▶ [What is being asked]:
Please transcribe the section of the Python session notes below, starting at "Sequence Types¶" and ending at "pretty special purpose.".

▶ [Text section]:
"""

Session Three: Sequences, Iteration and String Formatting¶

Review/Questions¶

Review of Previous Session¶

Functions
Booleans
Modules

Corrections¶

line breaks don’t end a block
squirrel party example
unicode hello world
stepping through code
linter

Course Logistics¶

Attendance, grades, and homework due dates on Canvas
Course Notes
Use of Slack

Survey Feedback¶

Homework Review¶

Any questions that are nagging?

Sequences¶

Ordered collections of objects

What is a Sequence?¶

Remember Duck Typing? A sequence can be considered as anything that supports at least these operations:

Indexing
Slicing
Membership
Concatenation
Length
Iteration

Sequence Types¶

There are seven builtin types in Python that are sequences:

strings
Unicode strings
lists
tuples
bytearrays
buffers
array.arrays
xrange objects (almost)

For this class, you won’t see much beyond the string types, lists, tuples – the rest are pretty special purpose.

"""

▶ [Items]:
"""

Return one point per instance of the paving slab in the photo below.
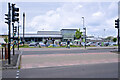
(51, 60)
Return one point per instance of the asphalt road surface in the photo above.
(65, 51)
(109, 70)
(96, 70)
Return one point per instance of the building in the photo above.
(62, 35)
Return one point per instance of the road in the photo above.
(66, 63)
(109, 70)
(38, 51)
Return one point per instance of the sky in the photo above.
(99, 17)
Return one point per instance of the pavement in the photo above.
(34, 59)
(94, 71)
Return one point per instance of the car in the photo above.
(82, 43)
(41, 44)
(34, 44)
(112, 43)
(63, 43)
(98, 44)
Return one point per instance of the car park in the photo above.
(89, 43)
(112, 43)
(33, 44)
(106, 43)
(63, 43)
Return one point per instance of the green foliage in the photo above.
(78, 34)
(114, 39)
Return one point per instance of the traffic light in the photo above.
(7, 18)
(15, 29)
(15, 13)
(117, 23)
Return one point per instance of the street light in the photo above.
(85, 31)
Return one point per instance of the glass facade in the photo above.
(68, 34)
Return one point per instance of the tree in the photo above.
(114, 39)
(78, 34)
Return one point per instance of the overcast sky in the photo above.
(64, 15)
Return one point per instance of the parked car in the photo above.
(63, 43)
(106, 43)
(112, 43)
(98, 44)
(34, 44)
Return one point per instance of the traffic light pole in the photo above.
(9, 34)
(13, 39)
(118, 41)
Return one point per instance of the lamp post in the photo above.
(85, 31)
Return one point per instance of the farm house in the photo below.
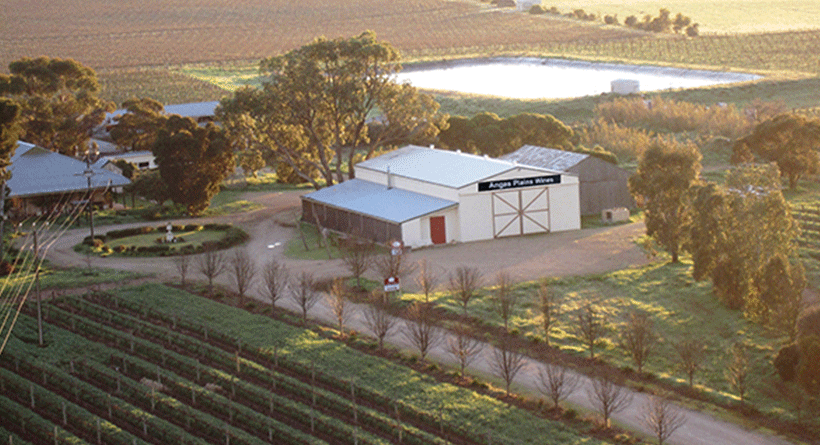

"""

▶ [Written solution]:
Sequence Types¶

There are seven builtin types in Python that are sequences:

strings
Unicode strings
lists
tuples
bytearrays
buffers
array.arrays
xrange objects (almost)

For this class, you won’t see much beyond the string types, lists, tuples – the rest are pretty special purpose.